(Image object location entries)
━━━━━━━━━━
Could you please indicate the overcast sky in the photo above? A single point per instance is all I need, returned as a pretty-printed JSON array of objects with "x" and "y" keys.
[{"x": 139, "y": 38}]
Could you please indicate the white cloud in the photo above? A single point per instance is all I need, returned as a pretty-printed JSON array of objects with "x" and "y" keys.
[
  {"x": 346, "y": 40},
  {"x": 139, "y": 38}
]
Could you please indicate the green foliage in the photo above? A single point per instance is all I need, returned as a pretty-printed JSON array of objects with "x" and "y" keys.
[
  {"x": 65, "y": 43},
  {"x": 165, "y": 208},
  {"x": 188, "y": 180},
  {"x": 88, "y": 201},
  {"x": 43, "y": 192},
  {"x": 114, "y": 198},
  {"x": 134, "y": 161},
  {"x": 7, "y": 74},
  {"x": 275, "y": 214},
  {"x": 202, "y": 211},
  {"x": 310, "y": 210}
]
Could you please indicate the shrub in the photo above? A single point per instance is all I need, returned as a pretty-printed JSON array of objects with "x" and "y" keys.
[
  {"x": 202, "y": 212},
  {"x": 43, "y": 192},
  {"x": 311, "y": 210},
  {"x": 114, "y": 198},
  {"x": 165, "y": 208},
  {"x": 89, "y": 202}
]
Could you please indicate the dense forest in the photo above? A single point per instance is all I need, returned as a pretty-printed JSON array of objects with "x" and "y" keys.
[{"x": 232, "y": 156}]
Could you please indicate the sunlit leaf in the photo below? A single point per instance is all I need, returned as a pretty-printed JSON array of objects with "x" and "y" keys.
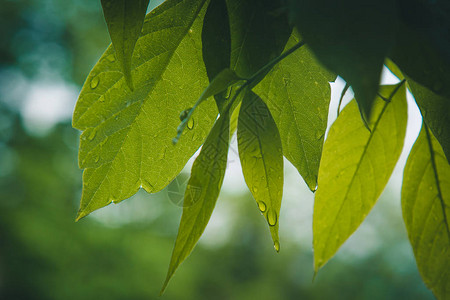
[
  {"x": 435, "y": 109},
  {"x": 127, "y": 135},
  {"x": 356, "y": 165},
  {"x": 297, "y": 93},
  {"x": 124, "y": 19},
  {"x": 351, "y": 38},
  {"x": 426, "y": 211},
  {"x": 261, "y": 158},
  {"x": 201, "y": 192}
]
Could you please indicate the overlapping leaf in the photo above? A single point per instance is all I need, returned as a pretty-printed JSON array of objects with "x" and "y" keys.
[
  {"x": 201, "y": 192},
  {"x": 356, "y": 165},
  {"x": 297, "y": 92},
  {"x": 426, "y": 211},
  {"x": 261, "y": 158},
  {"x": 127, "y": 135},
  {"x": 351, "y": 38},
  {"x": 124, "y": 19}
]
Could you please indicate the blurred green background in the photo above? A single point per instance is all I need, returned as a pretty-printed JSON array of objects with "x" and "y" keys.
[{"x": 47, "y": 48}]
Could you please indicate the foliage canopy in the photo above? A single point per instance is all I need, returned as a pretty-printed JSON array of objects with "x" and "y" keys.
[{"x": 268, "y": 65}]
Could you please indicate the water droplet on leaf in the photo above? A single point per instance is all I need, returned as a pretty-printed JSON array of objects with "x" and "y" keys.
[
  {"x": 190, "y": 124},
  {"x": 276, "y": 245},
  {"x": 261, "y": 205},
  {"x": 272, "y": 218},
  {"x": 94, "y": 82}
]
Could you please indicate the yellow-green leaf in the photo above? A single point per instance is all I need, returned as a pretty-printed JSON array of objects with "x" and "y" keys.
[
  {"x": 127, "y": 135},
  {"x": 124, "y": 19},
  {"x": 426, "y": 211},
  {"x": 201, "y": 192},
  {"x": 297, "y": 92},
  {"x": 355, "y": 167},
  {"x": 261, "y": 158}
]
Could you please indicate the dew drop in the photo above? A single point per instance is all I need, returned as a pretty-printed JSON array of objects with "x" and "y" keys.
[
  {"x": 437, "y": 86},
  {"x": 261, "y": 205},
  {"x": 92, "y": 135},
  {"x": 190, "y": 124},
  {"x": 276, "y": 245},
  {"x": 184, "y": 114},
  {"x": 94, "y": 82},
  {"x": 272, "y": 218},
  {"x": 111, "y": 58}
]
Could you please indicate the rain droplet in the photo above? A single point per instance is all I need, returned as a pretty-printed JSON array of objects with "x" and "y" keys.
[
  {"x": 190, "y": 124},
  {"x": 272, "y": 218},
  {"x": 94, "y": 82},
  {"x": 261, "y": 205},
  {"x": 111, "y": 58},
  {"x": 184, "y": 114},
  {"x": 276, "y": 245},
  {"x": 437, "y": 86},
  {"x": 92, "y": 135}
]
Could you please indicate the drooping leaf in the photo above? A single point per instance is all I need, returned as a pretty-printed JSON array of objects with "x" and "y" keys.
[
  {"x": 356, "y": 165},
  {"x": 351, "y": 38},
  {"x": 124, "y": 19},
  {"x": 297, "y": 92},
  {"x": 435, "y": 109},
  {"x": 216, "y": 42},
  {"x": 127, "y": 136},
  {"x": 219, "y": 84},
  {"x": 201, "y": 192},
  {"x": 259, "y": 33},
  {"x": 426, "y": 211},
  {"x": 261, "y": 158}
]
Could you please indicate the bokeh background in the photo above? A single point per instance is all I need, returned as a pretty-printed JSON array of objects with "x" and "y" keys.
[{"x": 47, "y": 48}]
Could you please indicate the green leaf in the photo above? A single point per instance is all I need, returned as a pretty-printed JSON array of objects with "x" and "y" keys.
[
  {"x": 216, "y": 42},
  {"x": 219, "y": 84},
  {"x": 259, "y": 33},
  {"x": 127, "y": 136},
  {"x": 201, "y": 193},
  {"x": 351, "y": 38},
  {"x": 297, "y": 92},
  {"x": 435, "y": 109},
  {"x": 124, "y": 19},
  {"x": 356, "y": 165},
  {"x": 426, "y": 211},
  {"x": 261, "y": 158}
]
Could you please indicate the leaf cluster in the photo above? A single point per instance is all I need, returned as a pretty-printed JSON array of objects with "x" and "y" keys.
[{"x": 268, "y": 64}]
━━━━━━━━━━
WHAT YOU NEED TO DO.
Copy out every entry above word for word, leaving out the pictures.

TASK RESULT.
Could you please indicate the overcast sky in the photo above? A single point per instance is all I need, returned as a pretty-printed JSON array of objects with "x" and "y" keys.
[{"x": 139, "y": 38}]
Could you please indicate the white cloud in the photo above? A single point per instance is all I need, returned as a pretty-printed JSON array of objects with "x" and "y" keys.
[
  {"x": 346, "y": 40},
  {"x": 139, "y": 38}
]
Could you please indicate the green foliage in the photo above? A single point per instance is all I need, returned as a pretty-printed JSON array of objects with "x" and "y" keys.
[
  {"x": 65, "y": 43},
  {"x": 165, "y": 208},
  {"x": 188, "y": 180},
  {"x": 88, "y": 201},
  {"x": 43, "y": 192},
  {"x": 114, "y": 198},
  {"x": 134, "y": 161},
  {"x": 7, "y": 74},
  {"x": 275, "y": 214},
  {"x": 202, "y": 211},
  {"x": 310, "y": 210}
]
Could you please indicate the shrub in the photo above? A single point per instance is all I need, returned as a pretty-printed JSON array of objects with "x" and "y" keys.
[
  {"x": 202, "y": 212},
  {"x": 43, "y": 192},
  {"x": 311, "y": 210},
  {"x": 114, "y": 198},
  {"x": 165, "y": 208},
  {"x": 89, "y": 202}
]
Could you please indicate the dense forest in the photo above? A single point per instance is all I need, returned as a pretty-printed JSON array of objects with "x" and "y" keys.
[{"x": 232, "y": 156}]
Could you please indicate the sunlit leaf in the photo below? A single point per instance is all I need, returned as a pretty-printed JSON array of objects with "x" and "y" keys.
[
  {"x": 435, "y": 109},
  {"x": 127, "y": 135},
  {"x": 356, "y": 165},
  {"x": 297, "y": 93},
  {"x": 124, "y": 19},
  {"x": 351, "y": 38},
  {"x": 426, "y": 211},
  {"x": 261, "y": 158},
  {"x": 201, "y": 192}
]
Could you please indicate the overlapping leaf in the photo above? A single point per instance is all I need, returned as a pretty-printed JSON array of objects with "x" and "y" keys.
[
  {"x": 201, "y": 192},
  {"x": 356, "y": 165},
  {"x": 297, "y": 92},
  {"x": 426, "y": 211},
  {"x": 261, "y": 158},
  {"x": 127, "y": 135},
  {"x": 351, "y": 38},
  {"x": 124, "y": 19}
]
Could you please indicate the blurred green background in the photo above? A single point per instance is all I need, returned as a pretty-printed JSON array of objects with "x" and "y" keys.
[{"x": 47, "y": 48}]
Could you please indicate the foliage canopy in the photo above? A single point per instance is all I need, returned as a pretty-printed JSON array of objects with "x" and "y" keys.
[{"x": 268, "y": 65}]
Could you please indicate the water droplet on leaf in the photo above? A single point per instance is all I need, returned as a pretty-printed JSON array of objects with "x" and "y" keys.
[
  {"x": 190, "y": 124},
  {"x": 276, "y": 245},
  {"x": 261, "y": 205},
  {"x": 272, "y": 218},
  {"x": 94, "y": 82}
]
Could you please indicate the yellow-green leaf in the photo above? A single point per instance is all I need, returned as a pretty-printed JSON array of objects with "x" and "y" keys.
[
  {"x": 127, "y": 135},
  {"x": 124, "y": 19},
  {"x": 426, "y": 211},
  {"x": 201, "y": 192},
  {"x": 297, "y": 92},
  {"x": 355, "y": 167},
  {"x": 261, "y": 158}
]
Could you please indicate the dew drop in the photo above? A single point per instance is all I need, returned as a pretty-printed JSON array of objects with "x" and "y" keys.
[
  {"x": 437, "y": 86},
  {"x": 261, "y": 205},
  {"x": 92, "y": 135},
  {"x": 190, "y": 124},
  {"x": 276, "y": 245},
  {"x": 184, "y": 114},
  {"x": 94, "y": 82},
  {"x": 272, "y": 218},
  {"x": 111, "y": 58}
]
Could you please indicate the rain droplet in the photo above? A single point per instance is all I need, returned as a pretty-printed JSON array of objects with "x" and "y" keys.
[
  {"x": 190, "y": 124},
  {"x": 272, "y": 218},
  {"x": 94, "y": 82},
  {"x": 261, "y": 205},
  {"x": 111, "y": 58},
  {"x": 184, "y": 114},
  {"x": 276, "y": 245},
  {"x": 437, "y": 86},
  {"x": 92, "y": 135}
]
Could you please indicate the drooping leaf in the photo above? A single point per instance is all I need, returned as a pretty-printed JSON array of objects with "x" and "y" keys.
[
  {"x": 356, "y": 165},
  {"x": 351, "y": 38},
  {"x": 124, "y": 19},
  {"x": 297, "y": 92},
  {"x": 435, "y": 109},
  {"x": 216, "y": 42},
  {"x": 127, "y": 136},
  {"x": 219, "y": 84},
  {"x": 201, "y": 192},
  {"x": 259, "y": 33},
  {"x": 426, "y": 211},
  {"x": 261, "y": 158}
]
Could you please indicate the bokeh background in the photo above? A single point per instance is all I need, returned as a pretty-printed JSON array of objects with "x" and "y" keys.
[{"x": 47, "y": 48}]
Could you please indicate the green leaf in the photo above? A single point per instance is all I need, returned as a pretty-printed JSON array of objects with "x" and "y" keys.
[
  {"x": 216, "y": 42},
  {"x": 219, "y": 84},
  {"x": 259, "y": 33},
  {"x": 127, "y": 136},
  {"x": 201, "y": 193},
  {"x": 351, "y": 38},
  {"x": 297, "y": 92},
  {"x": 435, "y": 109},
  {"x": 124, "y": 19},
  {"x": 356, "y": 165},
  {"x": 426, "y": 211},
  {"x": 261, "y": 158}
]
Could you please indicate the leaf cluster in the photo above? A single point per instance is all I need, returned as a pretty-printed JSON array of objects with "x" and "y" keys.
[{"x": 268, "y": 64}]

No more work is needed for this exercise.